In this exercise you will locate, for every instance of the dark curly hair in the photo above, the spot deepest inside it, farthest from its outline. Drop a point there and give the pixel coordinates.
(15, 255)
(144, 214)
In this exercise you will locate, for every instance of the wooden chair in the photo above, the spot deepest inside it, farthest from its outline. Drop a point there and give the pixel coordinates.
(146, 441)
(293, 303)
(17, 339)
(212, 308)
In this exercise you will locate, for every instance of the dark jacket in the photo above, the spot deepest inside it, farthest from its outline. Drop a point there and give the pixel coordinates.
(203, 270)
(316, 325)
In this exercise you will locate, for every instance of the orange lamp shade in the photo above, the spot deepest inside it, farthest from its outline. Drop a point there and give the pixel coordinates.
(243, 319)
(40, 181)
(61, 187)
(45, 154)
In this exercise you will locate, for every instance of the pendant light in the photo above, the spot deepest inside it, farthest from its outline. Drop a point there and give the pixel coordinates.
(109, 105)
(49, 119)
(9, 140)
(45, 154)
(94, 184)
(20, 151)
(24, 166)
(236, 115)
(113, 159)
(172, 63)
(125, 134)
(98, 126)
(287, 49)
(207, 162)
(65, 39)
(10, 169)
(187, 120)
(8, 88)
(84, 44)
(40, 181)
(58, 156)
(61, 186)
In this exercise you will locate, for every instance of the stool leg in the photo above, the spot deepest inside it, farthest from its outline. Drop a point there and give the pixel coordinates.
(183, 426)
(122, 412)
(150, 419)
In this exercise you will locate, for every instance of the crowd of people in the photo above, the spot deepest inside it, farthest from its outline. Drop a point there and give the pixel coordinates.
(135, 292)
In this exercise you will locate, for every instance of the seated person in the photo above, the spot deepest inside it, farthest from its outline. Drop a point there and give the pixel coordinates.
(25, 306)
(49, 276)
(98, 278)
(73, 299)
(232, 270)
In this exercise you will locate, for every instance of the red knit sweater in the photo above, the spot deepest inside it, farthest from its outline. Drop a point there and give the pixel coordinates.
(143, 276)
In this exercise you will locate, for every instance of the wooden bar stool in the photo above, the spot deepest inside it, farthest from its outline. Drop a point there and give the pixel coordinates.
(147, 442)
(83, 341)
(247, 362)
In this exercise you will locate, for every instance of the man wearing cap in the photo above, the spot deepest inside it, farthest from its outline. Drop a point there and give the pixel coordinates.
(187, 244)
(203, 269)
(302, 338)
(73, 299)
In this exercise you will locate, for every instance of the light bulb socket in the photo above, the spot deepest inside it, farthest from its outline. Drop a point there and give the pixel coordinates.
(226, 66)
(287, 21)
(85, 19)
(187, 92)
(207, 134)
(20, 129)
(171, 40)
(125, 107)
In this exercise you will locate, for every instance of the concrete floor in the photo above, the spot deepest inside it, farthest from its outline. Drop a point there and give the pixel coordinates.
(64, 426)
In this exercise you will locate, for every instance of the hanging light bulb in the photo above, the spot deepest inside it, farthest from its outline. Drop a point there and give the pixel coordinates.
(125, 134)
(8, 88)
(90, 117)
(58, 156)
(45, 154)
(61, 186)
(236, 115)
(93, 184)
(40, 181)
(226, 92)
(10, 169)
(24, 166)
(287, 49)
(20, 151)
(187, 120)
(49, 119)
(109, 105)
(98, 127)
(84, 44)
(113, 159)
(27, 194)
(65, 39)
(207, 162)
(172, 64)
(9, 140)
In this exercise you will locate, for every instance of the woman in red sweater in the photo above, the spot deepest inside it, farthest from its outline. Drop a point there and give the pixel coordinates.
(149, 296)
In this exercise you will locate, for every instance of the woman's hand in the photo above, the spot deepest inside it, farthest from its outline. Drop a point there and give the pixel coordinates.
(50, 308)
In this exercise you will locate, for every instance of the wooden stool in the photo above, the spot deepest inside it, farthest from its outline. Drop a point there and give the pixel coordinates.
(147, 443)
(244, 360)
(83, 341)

◇ ◇ ◇ ◇

Each line from the one holding "the wooden stool" to the end of the entries is to be written out exactly. Skip every line before it.

In this exercise you will locate, for every instance of the wooden stool in the photo above, the spot deepest inside it, farthest from its outline. Drop a point there and give the pixel coordinates.
(147, 443)
(244, 360)
(83, 341)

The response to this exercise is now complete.